• _EXTRACT_
On April 29, tens of thousands of demonstrators converged on to Washington, D.C. for the People’s Climate March, to challenge what they viewed as an attack by the Trump administration on the environment. Among the throngs of Blacks marching from the Capitol to the White House, concerns over environmental racism, toxic schools, and poor air and water quality in Black neighborhoods rang high.

A pair of participants chant in front of the White House in Washington, Saturday, April 29, 2017, during a demonstration and march. Thousands of people gathered across the country to march in protest of President Donald Trump’s environmental policies, which have included rolling back restrictions on mining, oil drilling and greenhouse gas emissions at coal-fired power plants. The demonstrators sat down for 100 seconds to mark President Trump’s first 100 days in office. (AP Photo/Pablo Martinez Monsivais)

Scheduled to coincide with President Donald Trump’s 100th day in office, the People’s Climate March, according to Damien Jones of the non-profit Union of Concerned Scientists, was designed to demonstrate how climate change impacts traditional social justice issues like racial, gender, and economic inequality.

“People are tired and have so much spirit to resist and fight back. There are attacks on climate justice and those doing that work. There are so many disparities across the board, but especially in communities of color,” Jones told D.C. radio station WPFW in a live broadcast April 28. “We need protections for the earth and protections for our most vulnerable communities. We must ensure they are spoken for and taken care of, so when you see budgets that cut away at those protections, it angers people.”

• _PROBLEM_
Copy out the article on the People's Climate March above word for word, in full.

• _DATA PROVIDED_
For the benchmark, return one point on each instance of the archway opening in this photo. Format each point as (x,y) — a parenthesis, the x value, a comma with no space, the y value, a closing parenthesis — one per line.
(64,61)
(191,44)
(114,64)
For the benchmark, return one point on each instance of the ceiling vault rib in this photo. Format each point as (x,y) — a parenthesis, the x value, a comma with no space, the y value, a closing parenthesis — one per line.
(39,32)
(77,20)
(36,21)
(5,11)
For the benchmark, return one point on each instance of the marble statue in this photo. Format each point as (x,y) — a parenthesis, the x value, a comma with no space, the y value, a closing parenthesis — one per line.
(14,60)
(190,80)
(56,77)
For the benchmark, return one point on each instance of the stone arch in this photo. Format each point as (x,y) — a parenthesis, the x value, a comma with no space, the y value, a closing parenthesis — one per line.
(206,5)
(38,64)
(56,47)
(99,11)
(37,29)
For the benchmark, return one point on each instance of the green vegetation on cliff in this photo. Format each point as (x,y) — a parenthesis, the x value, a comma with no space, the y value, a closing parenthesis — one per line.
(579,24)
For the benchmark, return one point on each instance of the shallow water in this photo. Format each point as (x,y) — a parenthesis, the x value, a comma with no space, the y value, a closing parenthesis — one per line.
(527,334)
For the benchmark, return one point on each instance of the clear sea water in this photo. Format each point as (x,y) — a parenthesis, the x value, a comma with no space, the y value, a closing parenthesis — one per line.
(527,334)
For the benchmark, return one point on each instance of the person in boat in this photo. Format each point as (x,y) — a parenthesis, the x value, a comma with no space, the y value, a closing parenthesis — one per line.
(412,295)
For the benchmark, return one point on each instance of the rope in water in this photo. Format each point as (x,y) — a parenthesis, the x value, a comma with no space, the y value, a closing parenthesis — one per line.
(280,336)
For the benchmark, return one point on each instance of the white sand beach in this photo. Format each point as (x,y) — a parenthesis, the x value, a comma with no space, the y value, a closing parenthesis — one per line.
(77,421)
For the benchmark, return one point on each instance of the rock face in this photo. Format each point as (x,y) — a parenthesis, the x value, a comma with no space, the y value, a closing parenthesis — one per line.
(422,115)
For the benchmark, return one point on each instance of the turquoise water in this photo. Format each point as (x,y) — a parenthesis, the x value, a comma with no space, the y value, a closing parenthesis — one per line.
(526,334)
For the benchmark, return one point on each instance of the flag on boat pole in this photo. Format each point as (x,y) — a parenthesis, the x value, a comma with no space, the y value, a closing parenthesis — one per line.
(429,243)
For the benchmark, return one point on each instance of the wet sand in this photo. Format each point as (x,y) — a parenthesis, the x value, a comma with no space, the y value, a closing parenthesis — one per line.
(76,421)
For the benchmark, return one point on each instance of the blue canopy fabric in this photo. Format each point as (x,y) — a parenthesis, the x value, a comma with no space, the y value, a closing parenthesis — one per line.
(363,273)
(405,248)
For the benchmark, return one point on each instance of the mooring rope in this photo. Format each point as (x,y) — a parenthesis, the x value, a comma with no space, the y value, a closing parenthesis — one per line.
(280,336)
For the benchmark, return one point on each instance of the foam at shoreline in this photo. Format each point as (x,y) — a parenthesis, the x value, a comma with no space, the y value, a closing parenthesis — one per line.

• _RESPONSE TO THIS TASK_
On April 29, tens of thousands of demonstrators converged on to Washington, D.C. for the People’s Climate March, to challenge what they viewed as an attack by the Trump administration on the environment. Among the throngs of Blacks marching from the Capitol to the White House, concerns over environmental racism, toxic schools, and poor air and water quality in Black neighborhoods rang high.

A pair of participants chant in front of the White House in Washington, Saturday, April 29, 2017, during a demonstration and march. Thousands of people gathered across the country to march in protest of President Donald Trump’s environmental policies, which have included rolling back restrictions on mining, oil drilling and greenhouse gas emissions at coal-fired power plants. The demonstrators sat down for 100 seconds to mark President Trump’s first 100 days in office. (AP Photo/Pablo Martinez Monsivais)

Scheduled to coincide with President Donald Trump’s 100th day in office, the People’s Climate March, according to Damien Jones of the non-profit Union of Concerned Scientists, was designed to demonstrate how climate change impacts traditional social justice issues like racial, gender, and economic inequality.

“People are tired and have so much spirit to resist and fight back. There are attacks on climate justice and those doing that work. There are so many disparities across the board, but especially in communities of color,” Jones told D.C. radio station WPFW in a live broadcast April 28. “We need protections for the earth and protections for our most vulnerable communities. We must ensure they are spoken for and taken care of, so when you see budgets that cut away at those protections, it angers people.”